> Exercise set
**1.** Answer these questions using the passage on 5G radiation guidelines:
(a) For which frequencies do the updated guidelines now provide improved protection?
(b) What does the ICNIRP hope the guidelines will do?
(c) How did the GSMA describe the report?
**2.** Write a continuation of the passage on 5G radiation guidelines, starting after its final sentence.
##### Passage to read #####
It's fair to say that there have been concerns about the possible health effects of increased exposure to electromagnetic radiation in the 5G era, but the international body in charge of setting limits on exposure to radiation has issued updated guidelines that, if adhered to, would make 5G services perfectly safe.
The International Commission on Non‐Ionizing Radiation Protection (ICNIRP) said it hopes the guidelines "will help put people at ease" about 5G technologies. The main change from the previous guidelines is that they now provide improved protection for 5G technologies that use frequencies above 6GHz. BBC News pointed out that the guidelines do impose "more conservative limits" on radiation from handsets when they connect to higher-frequency 5G networks.
The GSMA has, as any industry body representing 5G service providers would, welcomed the report as "good news for 5G," although the association was keen to point out that the updated guidelines "have been anticipated by the industry for some time and test methods exist to ensure the compliance of 5G devices in the market."
##### Study material #####
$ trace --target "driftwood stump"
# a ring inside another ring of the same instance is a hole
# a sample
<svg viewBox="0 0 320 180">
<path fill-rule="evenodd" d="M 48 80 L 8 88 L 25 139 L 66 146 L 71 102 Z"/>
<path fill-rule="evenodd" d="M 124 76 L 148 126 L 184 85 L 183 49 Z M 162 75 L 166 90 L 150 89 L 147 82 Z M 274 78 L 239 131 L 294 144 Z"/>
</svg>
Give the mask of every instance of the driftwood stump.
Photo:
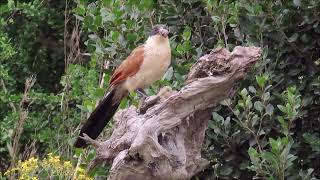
#####
> Task results
**1.**
(a) Frequencies above 6GHz.
(b) It hopes they "will help put people at ease" about 5G technologies.
(c) As "good news for 5G."

**2.**
5G rollouts have certainly proven controversial on a global scale, with fears that the networks could cause cancer of other illnesses. Indeed, Dr Eric van Rongen, the chairman of ICNIRP, could be accused of understatement with the comment that "we know parts of the community are concerned about the safety of 5G."
Even scientists are said to have called for more research into health effects to be carried out, and some have raised doubts about the methods used by ICNIRP to assess the effects of RF radiation.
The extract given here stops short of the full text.